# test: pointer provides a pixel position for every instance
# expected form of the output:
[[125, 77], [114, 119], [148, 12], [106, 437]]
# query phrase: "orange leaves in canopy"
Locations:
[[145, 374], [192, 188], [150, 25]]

════════════════════

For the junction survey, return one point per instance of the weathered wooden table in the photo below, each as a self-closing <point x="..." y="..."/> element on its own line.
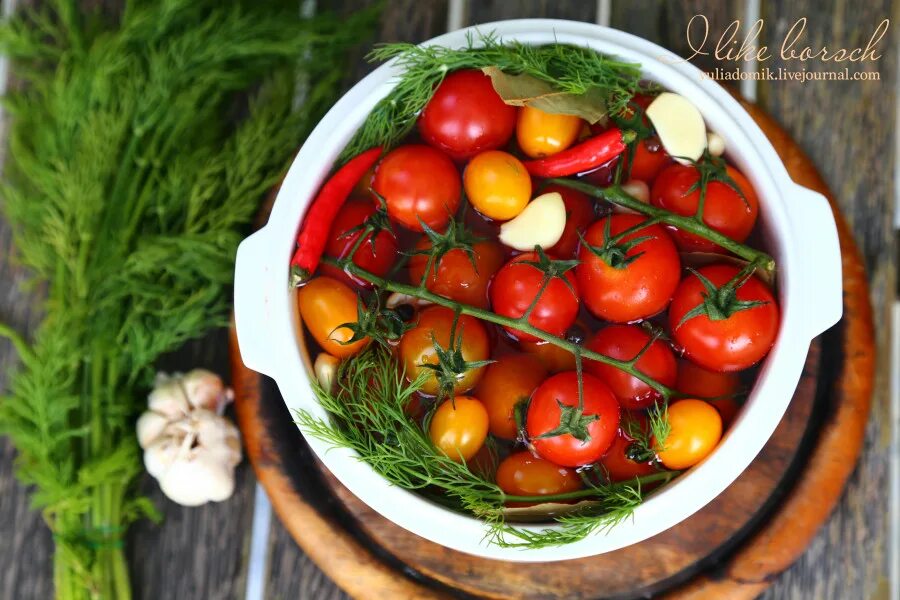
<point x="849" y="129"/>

════════════════════

Required work
Pick out every line of the material above that contains the word "instance", and copy each of those lines in full.

Solution to the exercise
# test: pointer provides a pixel position for every instance
For the junction survey, return one point per instance of the weathered wooden table in the photo below, each as a self-closing <point x="..." y="..."/> element on its own line.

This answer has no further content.